[Image-grounded pointing data]

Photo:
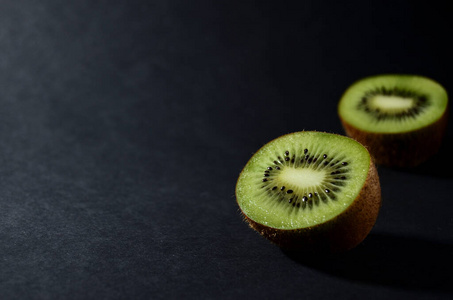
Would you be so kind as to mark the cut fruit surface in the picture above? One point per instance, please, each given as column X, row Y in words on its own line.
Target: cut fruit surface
column 396, row 117
column 302, row 179
column 393, row 103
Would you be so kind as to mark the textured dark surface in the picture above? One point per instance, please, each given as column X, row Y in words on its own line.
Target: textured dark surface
column 124, row 126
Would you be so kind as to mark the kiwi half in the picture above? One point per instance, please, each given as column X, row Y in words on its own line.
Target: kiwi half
column 400, row 118
column 310, row 191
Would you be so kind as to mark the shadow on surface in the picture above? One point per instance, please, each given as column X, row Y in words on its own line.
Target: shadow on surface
column 392, row 261
column 438, row 165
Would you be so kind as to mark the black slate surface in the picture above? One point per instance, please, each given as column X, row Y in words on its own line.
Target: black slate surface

Assigned task:
Copy all lines from the data that hold the word "black".

Result:
Would you be so kind as to mark the black slate surface in the picture above? One point per instance, please, each given as column X, row Y in words on its own line.
Target: black slate surface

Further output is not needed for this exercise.